Lesetext:
------------------------------------------------------------
Nutri-Score erfüllt die gestellten Anforderungen am besten
Dieser Aufgabe hat sich auch Foodwatch, mehrere Ärzteverbände und ein Lebensmittelhersteller gewidmet und die eigene, repräsentative Forsa-Umfrage veröffentlicht. Die Ergebnisse stellen den Nutri-Score als eindeutigen Sieger hervor. Verglichen in der Umfrage wurden hier der Nutri-Score und der vom MRI im Auftrag von Frau Klöckner entwickelte „Wegweiser Ernährung“. Zwar liefert das Modell des MRI mehr Informationen bezüglich Nährwertangaben, wie die genauen Mengen von Salz, Fett und Zucker, doch ist die Kennzeichnung weder auf einen Blick gut zu erfassen noch eine wirkliche Neuerung zur aktuellen Nährwertkennzeichnung auf der Packungsrückseite. Die befragten Verbraucher empfanden ihn als „verwirrend“ (60%) und „kompliziert“ (65%) wohingegen der Nutri-Score als „auffallend“ (90%) und „leicht verständlich“ (78%) eingeordnet wurde. Gerade bei den wichtigsten Zielgruppen ist der Nutri-Score dem Wegweiser Ernährung deutlich voraus: besonders Befragte mit Hauptschul- oder mittleren Abschluss sowie Befragte mit einem BMI von über 30 empfanden die Auswahl von gesunden Lebensmitteln durch den Nutri-Score als erleichtert und die gezeigten Informationen als ausreichend. Der höhere Informationsgehalt beim Wegweiser Ernährung kann die anderen Nachteile dieser Kennzeichnungsmethode einfach nicht ausgleichen.
Eigentlich sollte die Entscheidung damit klar sein: im Bezug auf das formulierte Ziel der Ministerin muss der Nutri-Score eingeführt werden. Er ist klarer erkennbar, einfacher zu lesen und leistet gerade für die entsprechenden Zielgruppen eine enorme Hilfestellung hin zu einer gesunden Ernährung. Warum hier in Deutschland seit Jahren diskutiert wird, ein eigenes Kennzeichnungs-System entwickelt wird und auch noch jegliche Kennzeichnungen aufwendig verglichen werden müssen, ist mir absolut schleierhaft. Ein weiterer Pluspunkt des Nutri-Scores: dieses Modell ist in der EU schon weit verbreitet. In Frankreich und Belgien kommt er bereits zum Einsatz und Spanien, Portugal, Luxemburg und die Schweiz möchten ihn noch einführen. Einige Hersteller sowie Danone, Iglo und Bofrost benutzen auch hierzulande schon den Nutri-Score. Es wäre also schon sehr stark verwunderlich, wenn die EU-Kommission den Nutri-Score negativ bewerten würde, wenn es darum geht ein einheitliches europäisches Kennzeichnungs-System zu schaffen.
------------------------------------------------------------
Bereitgestellte Daten:
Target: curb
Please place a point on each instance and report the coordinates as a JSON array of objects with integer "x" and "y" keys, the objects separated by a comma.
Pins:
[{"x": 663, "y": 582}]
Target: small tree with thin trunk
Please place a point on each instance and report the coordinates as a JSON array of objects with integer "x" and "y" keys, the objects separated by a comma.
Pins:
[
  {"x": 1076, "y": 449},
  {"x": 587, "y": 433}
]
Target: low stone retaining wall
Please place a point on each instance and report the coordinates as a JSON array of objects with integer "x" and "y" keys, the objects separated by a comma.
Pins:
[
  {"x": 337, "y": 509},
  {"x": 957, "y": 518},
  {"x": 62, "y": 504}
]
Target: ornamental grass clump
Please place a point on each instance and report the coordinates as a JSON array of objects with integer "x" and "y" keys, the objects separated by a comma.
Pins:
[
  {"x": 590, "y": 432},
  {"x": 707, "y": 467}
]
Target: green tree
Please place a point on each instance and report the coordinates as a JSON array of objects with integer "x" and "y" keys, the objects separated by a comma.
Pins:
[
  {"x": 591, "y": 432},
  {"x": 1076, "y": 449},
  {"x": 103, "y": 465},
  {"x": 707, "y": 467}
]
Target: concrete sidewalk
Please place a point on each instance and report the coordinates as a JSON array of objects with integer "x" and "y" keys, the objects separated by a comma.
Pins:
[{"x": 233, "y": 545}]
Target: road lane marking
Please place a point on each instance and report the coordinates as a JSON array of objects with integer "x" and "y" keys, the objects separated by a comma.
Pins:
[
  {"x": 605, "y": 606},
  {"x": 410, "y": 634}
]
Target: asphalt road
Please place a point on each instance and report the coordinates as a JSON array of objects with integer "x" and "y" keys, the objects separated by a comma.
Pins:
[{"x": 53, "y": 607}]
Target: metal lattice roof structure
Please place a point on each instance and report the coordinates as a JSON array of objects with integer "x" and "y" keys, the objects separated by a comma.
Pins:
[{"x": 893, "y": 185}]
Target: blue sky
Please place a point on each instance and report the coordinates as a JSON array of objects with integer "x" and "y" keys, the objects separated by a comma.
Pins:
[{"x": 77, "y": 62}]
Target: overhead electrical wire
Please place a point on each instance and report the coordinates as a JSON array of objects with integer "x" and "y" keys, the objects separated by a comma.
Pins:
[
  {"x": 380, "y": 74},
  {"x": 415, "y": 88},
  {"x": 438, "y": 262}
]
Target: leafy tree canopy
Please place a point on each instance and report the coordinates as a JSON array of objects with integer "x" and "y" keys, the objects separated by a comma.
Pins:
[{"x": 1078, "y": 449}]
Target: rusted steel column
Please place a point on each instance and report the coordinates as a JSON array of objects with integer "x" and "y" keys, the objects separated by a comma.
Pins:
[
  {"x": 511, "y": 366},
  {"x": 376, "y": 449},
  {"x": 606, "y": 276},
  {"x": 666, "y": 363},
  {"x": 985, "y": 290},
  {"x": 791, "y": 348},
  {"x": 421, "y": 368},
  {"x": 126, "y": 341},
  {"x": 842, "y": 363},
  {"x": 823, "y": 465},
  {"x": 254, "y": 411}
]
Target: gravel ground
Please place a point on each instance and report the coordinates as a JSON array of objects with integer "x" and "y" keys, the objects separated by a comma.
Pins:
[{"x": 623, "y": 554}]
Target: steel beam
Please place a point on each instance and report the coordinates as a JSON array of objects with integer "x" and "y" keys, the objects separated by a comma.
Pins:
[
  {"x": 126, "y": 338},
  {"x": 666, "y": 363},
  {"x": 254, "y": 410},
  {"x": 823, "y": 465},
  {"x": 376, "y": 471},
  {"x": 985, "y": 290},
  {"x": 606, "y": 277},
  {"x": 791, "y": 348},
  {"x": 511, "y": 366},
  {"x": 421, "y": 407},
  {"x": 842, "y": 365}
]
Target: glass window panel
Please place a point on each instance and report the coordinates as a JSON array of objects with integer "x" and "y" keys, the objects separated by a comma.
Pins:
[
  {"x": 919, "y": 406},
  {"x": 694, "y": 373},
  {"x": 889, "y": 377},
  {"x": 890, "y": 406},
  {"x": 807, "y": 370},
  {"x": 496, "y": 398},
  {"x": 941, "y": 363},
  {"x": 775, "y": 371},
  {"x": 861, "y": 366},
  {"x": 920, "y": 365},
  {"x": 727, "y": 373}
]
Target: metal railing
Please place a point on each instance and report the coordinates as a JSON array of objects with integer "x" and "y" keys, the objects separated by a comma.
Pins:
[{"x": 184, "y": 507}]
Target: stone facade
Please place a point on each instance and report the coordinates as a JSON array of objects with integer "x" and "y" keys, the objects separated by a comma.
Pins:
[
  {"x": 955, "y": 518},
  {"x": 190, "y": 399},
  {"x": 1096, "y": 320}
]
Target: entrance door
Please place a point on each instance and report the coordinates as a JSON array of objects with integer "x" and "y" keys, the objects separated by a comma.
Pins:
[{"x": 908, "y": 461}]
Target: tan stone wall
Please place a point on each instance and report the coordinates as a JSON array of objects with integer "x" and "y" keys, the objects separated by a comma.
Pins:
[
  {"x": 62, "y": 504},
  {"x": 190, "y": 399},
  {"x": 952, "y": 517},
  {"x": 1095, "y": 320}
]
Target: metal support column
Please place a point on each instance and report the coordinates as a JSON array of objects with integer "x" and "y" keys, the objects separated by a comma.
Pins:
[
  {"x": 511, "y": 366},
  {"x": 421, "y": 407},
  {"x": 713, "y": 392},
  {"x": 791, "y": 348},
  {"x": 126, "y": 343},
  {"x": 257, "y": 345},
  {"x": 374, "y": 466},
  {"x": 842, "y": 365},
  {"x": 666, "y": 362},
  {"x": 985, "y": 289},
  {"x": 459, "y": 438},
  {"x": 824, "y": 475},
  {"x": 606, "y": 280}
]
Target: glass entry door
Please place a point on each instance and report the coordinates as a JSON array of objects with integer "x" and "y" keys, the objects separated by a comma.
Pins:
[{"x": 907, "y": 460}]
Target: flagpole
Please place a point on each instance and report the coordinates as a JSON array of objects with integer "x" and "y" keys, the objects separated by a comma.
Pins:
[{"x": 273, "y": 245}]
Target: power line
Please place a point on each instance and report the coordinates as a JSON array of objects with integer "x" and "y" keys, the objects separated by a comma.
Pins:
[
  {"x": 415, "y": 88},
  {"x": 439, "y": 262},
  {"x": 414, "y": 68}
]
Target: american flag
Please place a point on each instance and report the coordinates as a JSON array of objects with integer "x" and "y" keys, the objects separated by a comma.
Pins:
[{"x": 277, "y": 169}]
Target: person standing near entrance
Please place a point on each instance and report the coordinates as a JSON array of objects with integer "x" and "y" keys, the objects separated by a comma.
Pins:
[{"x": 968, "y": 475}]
------------------------------------------------------------
Aufgabenstellung:
a: Nenne alle Länder, in denen der Nutri-Score laut dem Text über den Nutri-Score bereits eingesetzt wird oder eingeführt werden soll.
b: Führe den Text über den Nutri-Score im Anschluss an seinen letzten Satz weiter.
Die Zeilen sind eigenständiges Material und gehören nicht zum Text über den Nutri-Score.

Deine Antworten:
a: Frankreich, Belgien, Spanien, Portugal, Luxemburg, die Schweiz

b:
Gesunde Ernährung wäre endlich leicht
Was ich persönlich für wirklich angenehm am Nutri-Score empfinde ist, dass er wirklich kinderleicht zu lesen und zu erklären ist. Und damit meine ich wortwörtlich kinderleicht. Anstatt Kindern lang und breit erklären zu müssen warum sie denn jetzt keine Capri-Sonne trinken sollen, obwohl da doch so viele Früchte auf der Packung sind, kann man einfach sagen „Das ist rot gekennzeichnet und daher nicht gesund, such dir eine Kleinigkeit aus die grün, gelb oder orange ist“. Es könnten sich zudem neue, einfache Diät-Modelle entwickeln wie: einmal in der Woche darf man etwas aus Kategorie E einkaufen, der Großteil des Einkaufswagens muss aus Produkten der Kategorie A und B bestehen und 2-3 Mal pro Woche darf etwas aus der Kategorie C und D konsumiert werden. Das klingt doch viel einfacher als Punkte rechnen, Kalorien zählen oder auf Kohlenhydrate zu verzichten, oder nicht?